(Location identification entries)
* * *
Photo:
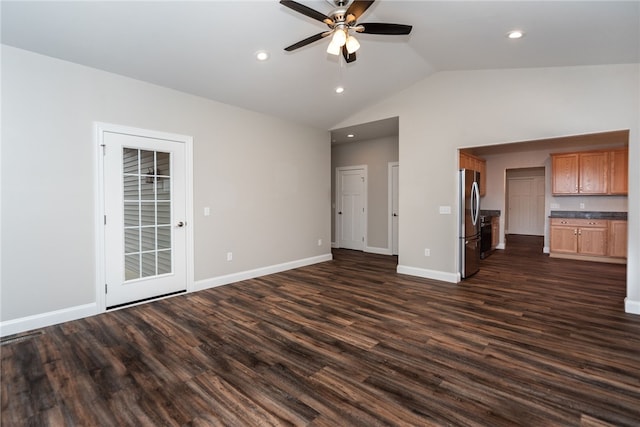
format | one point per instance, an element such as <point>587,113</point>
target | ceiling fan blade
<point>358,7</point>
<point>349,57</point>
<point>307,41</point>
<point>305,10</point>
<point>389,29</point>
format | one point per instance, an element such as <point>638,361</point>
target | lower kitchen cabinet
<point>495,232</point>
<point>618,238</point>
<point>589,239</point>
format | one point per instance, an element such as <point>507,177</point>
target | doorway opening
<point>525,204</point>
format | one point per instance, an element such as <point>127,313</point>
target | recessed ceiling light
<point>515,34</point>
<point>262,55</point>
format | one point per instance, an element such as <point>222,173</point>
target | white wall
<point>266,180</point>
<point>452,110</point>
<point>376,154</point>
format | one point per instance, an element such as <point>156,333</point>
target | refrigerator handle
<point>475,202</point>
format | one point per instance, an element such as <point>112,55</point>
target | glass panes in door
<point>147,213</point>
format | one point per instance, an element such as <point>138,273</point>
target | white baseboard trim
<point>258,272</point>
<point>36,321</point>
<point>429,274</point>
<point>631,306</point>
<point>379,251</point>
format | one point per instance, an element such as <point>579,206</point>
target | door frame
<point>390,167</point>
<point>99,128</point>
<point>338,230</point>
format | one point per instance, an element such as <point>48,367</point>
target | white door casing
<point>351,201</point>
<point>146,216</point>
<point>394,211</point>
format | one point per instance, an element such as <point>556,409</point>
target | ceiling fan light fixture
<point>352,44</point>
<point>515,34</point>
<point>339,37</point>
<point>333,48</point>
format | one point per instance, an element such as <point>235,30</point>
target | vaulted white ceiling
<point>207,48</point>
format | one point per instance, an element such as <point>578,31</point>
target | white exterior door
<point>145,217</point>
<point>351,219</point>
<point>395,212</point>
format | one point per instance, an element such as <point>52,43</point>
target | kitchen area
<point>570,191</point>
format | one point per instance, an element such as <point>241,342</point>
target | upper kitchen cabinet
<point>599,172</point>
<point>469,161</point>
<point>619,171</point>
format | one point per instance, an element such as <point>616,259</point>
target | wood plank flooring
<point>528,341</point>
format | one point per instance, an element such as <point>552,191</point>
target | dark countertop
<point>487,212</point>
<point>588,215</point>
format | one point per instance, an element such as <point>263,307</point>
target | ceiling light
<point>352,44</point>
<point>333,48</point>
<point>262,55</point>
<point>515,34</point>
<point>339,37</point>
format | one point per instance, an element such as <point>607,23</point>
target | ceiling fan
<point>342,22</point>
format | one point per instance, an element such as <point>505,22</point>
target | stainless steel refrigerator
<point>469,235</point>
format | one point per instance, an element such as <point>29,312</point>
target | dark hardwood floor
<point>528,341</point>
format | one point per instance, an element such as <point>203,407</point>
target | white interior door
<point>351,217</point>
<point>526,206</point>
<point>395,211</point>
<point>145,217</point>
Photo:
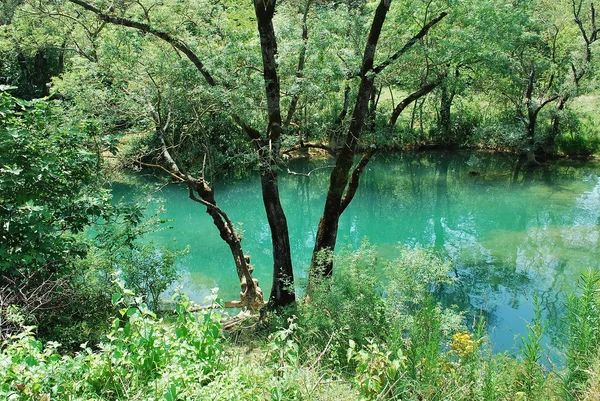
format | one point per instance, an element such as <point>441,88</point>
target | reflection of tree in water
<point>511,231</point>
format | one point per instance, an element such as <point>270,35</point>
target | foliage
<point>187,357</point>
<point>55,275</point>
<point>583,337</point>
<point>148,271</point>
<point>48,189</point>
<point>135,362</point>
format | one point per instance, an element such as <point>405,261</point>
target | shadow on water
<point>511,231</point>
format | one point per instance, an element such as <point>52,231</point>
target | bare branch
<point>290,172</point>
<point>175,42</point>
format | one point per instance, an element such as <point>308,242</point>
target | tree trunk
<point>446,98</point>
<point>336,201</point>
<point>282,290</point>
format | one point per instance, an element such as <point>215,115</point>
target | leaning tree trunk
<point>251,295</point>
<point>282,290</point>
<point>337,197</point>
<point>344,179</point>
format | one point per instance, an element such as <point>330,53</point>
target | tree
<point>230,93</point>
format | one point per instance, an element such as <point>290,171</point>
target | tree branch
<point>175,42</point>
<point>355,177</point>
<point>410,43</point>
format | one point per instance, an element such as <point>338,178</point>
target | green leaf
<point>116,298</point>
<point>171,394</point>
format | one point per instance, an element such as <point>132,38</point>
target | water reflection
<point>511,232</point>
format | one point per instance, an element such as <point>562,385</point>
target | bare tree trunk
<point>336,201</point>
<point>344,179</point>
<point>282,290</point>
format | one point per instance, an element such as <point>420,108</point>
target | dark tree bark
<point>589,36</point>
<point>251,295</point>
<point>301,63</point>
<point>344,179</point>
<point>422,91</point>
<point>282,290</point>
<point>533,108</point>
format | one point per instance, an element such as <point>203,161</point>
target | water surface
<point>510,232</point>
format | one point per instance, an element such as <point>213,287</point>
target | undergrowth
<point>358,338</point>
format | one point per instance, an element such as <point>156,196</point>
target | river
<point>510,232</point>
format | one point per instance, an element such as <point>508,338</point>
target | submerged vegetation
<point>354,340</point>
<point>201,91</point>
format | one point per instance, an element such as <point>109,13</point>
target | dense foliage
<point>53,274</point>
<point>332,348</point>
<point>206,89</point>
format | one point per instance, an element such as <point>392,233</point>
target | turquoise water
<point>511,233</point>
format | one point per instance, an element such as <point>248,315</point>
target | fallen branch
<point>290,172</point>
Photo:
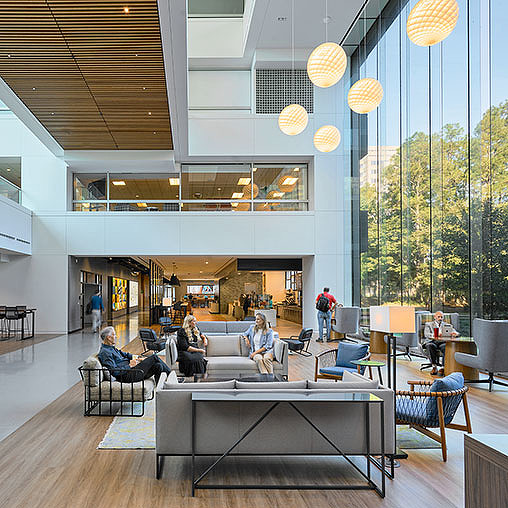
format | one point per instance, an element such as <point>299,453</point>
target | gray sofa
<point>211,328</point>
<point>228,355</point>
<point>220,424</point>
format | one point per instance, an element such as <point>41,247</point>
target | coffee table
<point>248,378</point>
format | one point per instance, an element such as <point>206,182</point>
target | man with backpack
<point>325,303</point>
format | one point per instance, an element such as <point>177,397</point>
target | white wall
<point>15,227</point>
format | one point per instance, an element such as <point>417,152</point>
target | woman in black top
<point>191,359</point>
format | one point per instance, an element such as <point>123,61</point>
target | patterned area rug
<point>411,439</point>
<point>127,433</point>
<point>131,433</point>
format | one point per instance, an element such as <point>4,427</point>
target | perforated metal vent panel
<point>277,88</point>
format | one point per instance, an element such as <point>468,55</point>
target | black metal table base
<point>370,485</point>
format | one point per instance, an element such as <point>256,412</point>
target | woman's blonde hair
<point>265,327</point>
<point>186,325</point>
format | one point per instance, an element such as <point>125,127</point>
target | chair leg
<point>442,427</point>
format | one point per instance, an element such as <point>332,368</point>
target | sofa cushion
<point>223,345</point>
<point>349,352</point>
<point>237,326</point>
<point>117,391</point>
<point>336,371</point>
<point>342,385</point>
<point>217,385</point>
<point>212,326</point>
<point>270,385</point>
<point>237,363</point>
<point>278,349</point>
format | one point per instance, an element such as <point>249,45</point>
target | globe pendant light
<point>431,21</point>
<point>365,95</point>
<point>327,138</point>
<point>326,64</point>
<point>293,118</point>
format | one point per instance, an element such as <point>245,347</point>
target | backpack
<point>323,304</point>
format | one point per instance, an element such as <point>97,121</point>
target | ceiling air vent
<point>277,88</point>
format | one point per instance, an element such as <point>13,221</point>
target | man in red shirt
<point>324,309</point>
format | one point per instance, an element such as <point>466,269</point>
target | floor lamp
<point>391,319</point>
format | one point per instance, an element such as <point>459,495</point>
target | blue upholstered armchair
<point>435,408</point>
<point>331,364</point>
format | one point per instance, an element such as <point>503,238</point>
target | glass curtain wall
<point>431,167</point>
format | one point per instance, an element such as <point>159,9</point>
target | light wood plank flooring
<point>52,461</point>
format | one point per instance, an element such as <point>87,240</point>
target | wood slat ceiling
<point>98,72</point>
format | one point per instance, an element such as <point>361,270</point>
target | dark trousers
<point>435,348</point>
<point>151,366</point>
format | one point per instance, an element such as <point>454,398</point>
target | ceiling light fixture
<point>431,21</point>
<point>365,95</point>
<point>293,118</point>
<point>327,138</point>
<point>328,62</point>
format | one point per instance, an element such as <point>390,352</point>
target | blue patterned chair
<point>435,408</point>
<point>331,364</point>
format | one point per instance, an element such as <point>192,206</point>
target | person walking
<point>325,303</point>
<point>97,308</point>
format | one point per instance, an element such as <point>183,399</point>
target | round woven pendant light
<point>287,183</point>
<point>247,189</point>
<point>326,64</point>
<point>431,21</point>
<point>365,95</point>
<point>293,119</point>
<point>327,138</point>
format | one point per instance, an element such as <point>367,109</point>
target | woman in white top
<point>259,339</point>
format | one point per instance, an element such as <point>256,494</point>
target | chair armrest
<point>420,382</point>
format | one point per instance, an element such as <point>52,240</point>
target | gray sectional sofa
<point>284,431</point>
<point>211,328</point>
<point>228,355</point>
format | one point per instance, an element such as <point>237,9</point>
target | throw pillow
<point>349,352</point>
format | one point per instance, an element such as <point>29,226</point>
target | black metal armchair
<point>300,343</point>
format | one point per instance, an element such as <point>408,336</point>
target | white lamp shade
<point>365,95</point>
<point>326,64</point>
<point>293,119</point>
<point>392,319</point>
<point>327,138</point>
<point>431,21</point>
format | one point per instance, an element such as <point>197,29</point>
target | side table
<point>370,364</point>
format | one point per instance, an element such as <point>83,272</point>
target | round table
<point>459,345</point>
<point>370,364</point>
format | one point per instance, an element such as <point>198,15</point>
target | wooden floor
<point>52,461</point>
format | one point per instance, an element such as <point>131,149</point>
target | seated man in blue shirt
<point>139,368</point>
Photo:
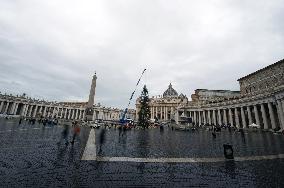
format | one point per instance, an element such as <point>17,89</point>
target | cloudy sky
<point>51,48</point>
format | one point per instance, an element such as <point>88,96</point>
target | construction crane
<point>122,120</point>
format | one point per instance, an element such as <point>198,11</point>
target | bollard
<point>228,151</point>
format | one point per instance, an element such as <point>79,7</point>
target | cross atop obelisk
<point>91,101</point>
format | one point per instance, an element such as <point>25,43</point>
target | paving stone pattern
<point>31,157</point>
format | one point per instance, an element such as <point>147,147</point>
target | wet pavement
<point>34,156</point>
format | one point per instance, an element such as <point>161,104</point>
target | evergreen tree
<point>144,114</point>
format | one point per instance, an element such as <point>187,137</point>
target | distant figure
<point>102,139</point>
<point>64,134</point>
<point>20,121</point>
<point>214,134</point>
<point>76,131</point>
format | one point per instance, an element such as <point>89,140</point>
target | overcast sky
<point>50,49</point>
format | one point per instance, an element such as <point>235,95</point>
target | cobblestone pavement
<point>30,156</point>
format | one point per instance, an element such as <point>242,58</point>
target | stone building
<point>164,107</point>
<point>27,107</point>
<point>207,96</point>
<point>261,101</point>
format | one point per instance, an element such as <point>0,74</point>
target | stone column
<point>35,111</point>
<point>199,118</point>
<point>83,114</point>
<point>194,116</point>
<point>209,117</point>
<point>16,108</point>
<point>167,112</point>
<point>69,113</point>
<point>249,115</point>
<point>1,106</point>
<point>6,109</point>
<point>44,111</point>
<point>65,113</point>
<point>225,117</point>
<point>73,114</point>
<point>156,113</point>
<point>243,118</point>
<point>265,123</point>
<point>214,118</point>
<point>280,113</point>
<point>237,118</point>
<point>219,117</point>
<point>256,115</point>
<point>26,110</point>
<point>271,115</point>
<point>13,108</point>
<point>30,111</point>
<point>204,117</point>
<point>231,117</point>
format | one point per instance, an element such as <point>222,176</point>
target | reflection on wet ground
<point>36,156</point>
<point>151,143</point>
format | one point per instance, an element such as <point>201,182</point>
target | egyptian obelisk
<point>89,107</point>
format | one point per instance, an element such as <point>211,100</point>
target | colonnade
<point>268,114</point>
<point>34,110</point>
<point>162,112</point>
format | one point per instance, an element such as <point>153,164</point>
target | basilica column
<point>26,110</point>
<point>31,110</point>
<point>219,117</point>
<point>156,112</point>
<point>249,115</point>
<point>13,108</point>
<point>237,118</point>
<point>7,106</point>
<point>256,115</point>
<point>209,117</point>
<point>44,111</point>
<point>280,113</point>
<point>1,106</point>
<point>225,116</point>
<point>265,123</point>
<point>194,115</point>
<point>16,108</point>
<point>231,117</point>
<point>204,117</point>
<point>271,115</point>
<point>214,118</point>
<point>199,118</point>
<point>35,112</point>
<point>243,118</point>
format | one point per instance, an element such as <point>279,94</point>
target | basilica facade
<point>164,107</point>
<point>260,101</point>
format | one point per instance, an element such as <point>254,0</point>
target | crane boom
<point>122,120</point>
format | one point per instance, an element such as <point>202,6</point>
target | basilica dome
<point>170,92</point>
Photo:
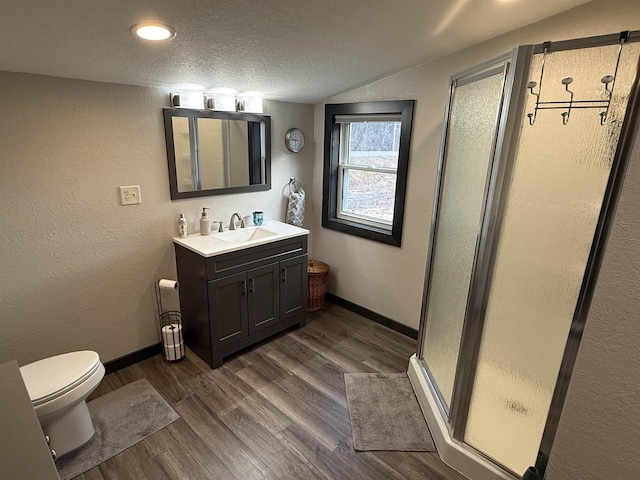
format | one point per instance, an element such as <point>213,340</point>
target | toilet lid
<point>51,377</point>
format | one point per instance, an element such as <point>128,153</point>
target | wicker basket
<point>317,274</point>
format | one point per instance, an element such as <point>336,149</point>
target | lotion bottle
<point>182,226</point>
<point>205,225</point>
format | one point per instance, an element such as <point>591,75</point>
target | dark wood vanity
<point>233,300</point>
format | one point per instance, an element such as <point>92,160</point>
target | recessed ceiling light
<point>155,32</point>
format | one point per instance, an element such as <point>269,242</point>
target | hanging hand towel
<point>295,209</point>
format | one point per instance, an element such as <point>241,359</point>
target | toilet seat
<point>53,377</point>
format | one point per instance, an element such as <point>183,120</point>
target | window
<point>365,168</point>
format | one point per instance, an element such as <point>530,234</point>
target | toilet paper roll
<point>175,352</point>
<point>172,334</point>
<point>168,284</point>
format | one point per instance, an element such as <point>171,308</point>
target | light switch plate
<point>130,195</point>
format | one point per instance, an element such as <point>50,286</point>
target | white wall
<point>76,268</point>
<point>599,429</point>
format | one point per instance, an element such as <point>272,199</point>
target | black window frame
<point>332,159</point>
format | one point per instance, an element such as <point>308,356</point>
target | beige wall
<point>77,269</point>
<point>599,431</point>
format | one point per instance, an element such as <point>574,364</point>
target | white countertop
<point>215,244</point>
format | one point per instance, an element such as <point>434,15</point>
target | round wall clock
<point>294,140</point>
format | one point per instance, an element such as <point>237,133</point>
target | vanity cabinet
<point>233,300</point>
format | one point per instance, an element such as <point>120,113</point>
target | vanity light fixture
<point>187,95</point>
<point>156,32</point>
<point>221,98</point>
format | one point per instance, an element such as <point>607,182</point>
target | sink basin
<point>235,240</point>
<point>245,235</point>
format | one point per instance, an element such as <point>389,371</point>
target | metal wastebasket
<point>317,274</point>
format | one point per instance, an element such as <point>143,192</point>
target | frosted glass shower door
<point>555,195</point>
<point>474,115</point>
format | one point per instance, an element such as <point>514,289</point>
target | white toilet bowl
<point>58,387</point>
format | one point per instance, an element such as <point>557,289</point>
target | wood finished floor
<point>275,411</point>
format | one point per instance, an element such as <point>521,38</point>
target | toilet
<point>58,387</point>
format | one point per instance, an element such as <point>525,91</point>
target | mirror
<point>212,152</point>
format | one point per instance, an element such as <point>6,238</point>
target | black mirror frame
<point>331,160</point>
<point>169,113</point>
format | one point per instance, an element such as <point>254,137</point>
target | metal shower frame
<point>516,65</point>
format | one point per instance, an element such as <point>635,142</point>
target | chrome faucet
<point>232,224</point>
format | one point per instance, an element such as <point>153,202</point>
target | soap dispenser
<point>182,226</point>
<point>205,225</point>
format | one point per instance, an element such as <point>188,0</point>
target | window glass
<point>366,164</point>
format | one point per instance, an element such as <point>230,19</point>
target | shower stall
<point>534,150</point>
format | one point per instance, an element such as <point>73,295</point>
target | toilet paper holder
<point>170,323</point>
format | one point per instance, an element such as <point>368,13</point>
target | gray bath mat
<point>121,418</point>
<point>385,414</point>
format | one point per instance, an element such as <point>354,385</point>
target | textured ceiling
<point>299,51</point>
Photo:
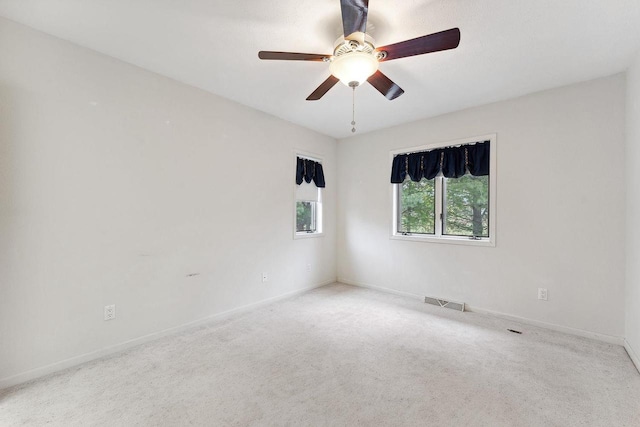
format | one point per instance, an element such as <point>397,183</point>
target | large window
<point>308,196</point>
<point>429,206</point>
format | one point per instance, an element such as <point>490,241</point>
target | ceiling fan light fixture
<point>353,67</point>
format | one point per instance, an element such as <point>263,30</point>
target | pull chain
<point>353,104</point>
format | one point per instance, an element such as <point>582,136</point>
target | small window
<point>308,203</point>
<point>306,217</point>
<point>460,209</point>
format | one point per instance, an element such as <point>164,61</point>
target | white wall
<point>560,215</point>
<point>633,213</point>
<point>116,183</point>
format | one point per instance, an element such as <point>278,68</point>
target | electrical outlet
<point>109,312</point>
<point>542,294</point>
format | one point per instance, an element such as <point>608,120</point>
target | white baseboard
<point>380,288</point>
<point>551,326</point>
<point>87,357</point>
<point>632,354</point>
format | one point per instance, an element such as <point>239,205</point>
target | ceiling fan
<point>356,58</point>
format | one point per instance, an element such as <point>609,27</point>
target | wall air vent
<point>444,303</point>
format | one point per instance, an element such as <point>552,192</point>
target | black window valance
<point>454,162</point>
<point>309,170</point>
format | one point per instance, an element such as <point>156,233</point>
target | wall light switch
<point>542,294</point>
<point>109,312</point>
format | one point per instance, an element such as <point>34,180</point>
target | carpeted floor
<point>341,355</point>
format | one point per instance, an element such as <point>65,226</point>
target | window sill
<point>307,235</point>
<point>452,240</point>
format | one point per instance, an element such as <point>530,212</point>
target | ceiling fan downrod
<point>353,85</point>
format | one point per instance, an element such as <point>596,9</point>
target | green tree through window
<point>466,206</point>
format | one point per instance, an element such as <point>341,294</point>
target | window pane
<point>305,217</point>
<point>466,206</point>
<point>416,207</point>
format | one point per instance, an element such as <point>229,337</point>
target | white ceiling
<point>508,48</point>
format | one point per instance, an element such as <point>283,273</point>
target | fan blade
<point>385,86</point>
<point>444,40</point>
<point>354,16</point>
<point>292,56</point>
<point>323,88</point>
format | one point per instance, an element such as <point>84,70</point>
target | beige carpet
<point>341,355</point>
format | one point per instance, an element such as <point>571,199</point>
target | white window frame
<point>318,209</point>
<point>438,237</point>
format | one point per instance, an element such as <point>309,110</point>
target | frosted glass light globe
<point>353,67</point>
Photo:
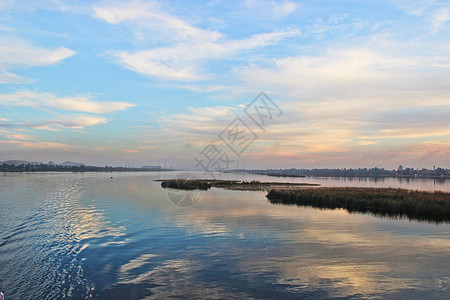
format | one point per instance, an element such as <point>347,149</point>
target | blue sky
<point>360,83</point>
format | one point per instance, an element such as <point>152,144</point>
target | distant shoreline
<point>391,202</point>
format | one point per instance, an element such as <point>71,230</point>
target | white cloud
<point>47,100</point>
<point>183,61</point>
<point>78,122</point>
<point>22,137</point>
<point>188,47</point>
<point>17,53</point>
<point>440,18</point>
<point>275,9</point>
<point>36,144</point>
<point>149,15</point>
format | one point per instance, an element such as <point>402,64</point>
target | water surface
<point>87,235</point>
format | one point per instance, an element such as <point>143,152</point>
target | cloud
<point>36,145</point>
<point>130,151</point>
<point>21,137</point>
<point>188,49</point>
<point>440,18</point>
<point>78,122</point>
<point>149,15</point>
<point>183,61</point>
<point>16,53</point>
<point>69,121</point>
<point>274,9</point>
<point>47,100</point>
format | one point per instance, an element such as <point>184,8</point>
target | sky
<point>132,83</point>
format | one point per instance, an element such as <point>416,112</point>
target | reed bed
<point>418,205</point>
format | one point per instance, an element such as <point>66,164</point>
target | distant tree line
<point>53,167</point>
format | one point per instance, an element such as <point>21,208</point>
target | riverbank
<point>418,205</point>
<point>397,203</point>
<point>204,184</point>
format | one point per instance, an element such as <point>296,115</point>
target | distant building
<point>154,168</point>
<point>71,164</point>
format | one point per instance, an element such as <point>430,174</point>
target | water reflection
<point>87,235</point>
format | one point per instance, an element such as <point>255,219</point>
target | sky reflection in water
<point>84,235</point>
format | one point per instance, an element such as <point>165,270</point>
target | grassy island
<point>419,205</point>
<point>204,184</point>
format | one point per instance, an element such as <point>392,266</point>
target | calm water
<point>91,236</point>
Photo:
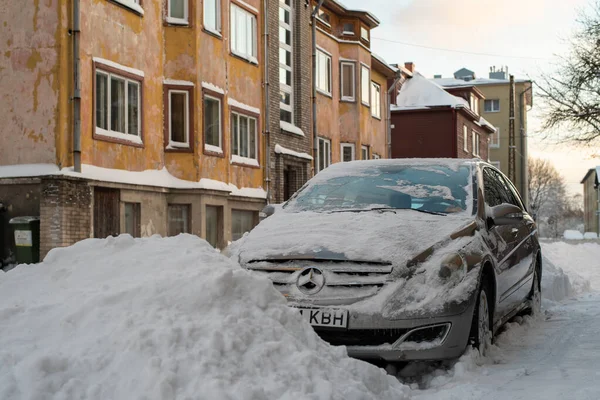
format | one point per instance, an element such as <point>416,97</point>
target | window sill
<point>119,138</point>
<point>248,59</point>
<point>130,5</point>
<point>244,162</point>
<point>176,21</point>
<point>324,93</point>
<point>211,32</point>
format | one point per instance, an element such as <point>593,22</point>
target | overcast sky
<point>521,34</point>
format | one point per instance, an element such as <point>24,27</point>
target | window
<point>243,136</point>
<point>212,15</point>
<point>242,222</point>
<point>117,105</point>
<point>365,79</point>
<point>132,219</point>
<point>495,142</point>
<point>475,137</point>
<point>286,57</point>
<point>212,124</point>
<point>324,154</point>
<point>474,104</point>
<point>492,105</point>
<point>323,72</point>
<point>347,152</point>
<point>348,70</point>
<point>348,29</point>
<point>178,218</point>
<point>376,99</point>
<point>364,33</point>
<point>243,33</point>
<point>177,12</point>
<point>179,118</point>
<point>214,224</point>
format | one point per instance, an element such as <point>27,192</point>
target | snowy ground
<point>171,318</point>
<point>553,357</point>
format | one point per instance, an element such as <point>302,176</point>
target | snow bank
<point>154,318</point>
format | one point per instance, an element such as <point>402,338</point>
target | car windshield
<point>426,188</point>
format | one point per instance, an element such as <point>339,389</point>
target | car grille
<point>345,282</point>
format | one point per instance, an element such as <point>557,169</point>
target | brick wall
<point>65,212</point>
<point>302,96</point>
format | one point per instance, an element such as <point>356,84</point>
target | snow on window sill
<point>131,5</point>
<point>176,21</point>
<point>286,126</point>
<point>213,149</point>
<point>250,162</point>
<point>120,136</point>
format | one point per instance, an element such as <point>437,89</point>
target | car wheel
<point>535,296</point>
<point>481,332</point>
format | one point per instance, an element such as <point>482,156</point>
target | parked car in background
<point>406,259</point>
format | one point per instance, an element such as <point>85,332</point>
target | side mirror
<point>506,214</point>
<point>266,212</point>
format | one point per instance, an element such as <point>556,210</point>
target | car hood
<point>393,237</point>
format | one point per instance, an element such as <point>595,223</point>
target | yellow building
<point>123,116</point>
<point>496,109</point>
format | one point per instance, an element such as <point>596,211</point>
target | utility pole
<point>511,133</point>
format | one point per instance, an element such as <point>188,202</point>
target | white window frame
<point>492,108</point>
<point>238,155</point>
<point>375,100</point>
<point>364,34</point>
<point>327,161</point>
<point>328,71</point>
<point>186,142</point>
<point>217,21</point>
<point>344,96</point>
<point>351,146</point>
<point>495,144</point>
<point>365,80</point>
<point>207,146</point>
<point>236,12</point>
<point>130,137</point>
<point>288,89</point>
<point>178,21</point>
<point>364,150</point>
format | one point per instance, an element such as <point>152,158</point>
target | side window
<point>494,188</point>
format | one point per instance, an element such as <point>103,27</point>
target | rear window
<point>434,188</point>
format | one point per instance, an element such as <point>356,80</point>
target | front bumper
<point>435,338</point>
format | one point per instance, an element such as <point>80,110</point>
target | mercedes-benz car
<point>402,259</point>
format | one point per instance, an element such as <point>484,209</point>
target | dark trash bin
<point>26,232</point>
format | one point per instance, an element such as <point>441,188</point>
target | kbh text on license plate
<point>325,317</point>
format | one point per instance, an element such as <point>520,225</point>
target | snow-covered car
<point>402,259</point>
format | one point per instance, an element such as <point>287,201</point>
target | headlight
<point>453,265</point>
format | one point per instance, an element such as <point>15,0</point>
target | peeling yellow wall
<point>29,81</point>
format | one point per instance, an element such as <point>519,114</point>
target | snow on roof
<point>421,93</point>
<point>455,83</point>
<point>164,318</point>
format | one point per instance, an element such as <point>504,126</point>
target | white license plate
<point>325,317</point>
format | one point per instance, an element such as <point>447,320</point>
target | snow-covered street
* * *
SET PROBLEM —
Copy out the entries from the beginning through the line containing "<point>589,239</point>", keeping both ends. Leave the pictures out.

OUTPUT FOR THIS TASK —
Photo:
format | one point per instance, an element such as <point>587,113</point>
target | ceiling fan blade
<point>358,7</point>
<point>349,57</point>
<point>307,41</point>
<point>305,10</point>
<point>389,29</point>
format | one point per instance, an element such as <point>638,361</point>
target | lower kitchen cabinet
<point>495,232</point>
<point>618,238</point>
<point>589,239</point>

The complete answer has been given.